- Suas instruções: Resuma em duas frases o trecho sobre o Caso Dreyfus.

Denise FRAGA (UNESP- IBILCE)
Em setembro de 1894, um capitão francês de
origem judia, Alfred Dreyfus, é acusado de espionagem: ele teria
entregue segredos militares franceses ao exército alemão.
Baseado em uma única e insipiente prova, uma carta não assinada
e não datada, cuja caligrafia apresentava semelhanças com
a do capitão, o Conselho de Guerra condena-o à expulsão
do exército e ao degredo perpétuo na Ilha do Diabo, colônia
penal francesa situada na América do Sul. Anos depois, em 1897,
descobre-se que a carta havia sido escrita pelo comandante Esterhazy,
conde da velha nobreza húngara, afeito ao jogo e à vida
boêmia. A condenação de Dreyfus foi estratégica:
ela desviaria o olhar das autoridades, ocultando os verdadeiros traidores
e colocando em cena o suspeito ideal num período de forte anti-semitismo
na França. O capitão só seria totalmente inocentado
em 1906, quando foi reintegrado ao exército e condecorado como
Cavaleiro da Legião de Honra.
O “Caso Dreyfus” (L’Affaire Dreyfus) teve grande repercussão,
dividiu os partidos políticos, a imprensa e a sociedade em dreifusistas
(petencentes à esquerda liberal e favoráveis à revisão
do processo) e antidreifusistas (simpatizantes da direita conservadora
e anti-semita, que se opunham à revisão do processo, invocando
a honra do exército). O Caso também transforma-se em tema
de uma vasta produção literária, sendo retomado por
escritores como Anatole France, Émile Zola, Charles Péguy,
Marcel Proust, Maurice Barrès e Roger Martin du Gard.
O engajamento de Zola na campanha dreifusista acontece em novembro de
1897. Quando o Caso eclodiu, em 1894, o escritor estava em Roma e, por
ter pouco acesso aos jornais franceses, desconhecia o processo movido
contra Dreyfus, que lhe era então totalmente indiferente. Somente
ao retornar à Paris ele tem a oportunidade de conhecer alguns documentos
e esses modificam sua interpretação dos fatos. Pela primeira
vez em trinta anos de sua carreira de escritor, Zola vê uma razão
de agir que o leva além de sua paixão de criar: trata-se
de denunciar um crime cometido diante de toda uma nação.
Para ele, Dreyfus era, sem dúvida, inocente e essa convicção
transparece, de modo intenso, em seus artigos, favoráveis, sobretudo,
à revisão do processo.
O artigo intitulado “Carta ao Sr. Presidente da República”,
de 13.1.1898, é publicado no jornal “L’Aurore”.
Posteriormente, devido às várias acusações
feitas por Zola àqueles que julgava culpados pelas injustiças
cometidas contra Dreyfus, e por sugestão de Clemenceau, redator
do jornal, a carta passou a ser intitulada “J’accuse”.

- Linhas de dados:
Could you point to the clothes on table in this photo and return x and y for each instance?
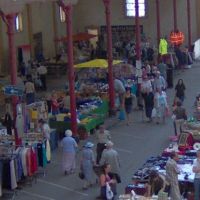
(87, 163)
(172, 177)
(68, 155)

- Resposta escrita: Em 1894, o capitão francês de origem judia Alfred Dreyfus foi condenado por espionagem com base numa carta não assinada e não datada, que em 1897 se descobriu ter sido escrita pelo comandante Esterhazy, e só foi totalmente inocentado em 1906. O Caso dividiu a sociedade francesa entre dreifusistas e antidreifusistas, e Émile Zola, convencido da inocência de Dreyfus, publicou em 13.1.1898, no jornal “L’Aurore”, a carta que passou a ser intitulada “J’accuse”.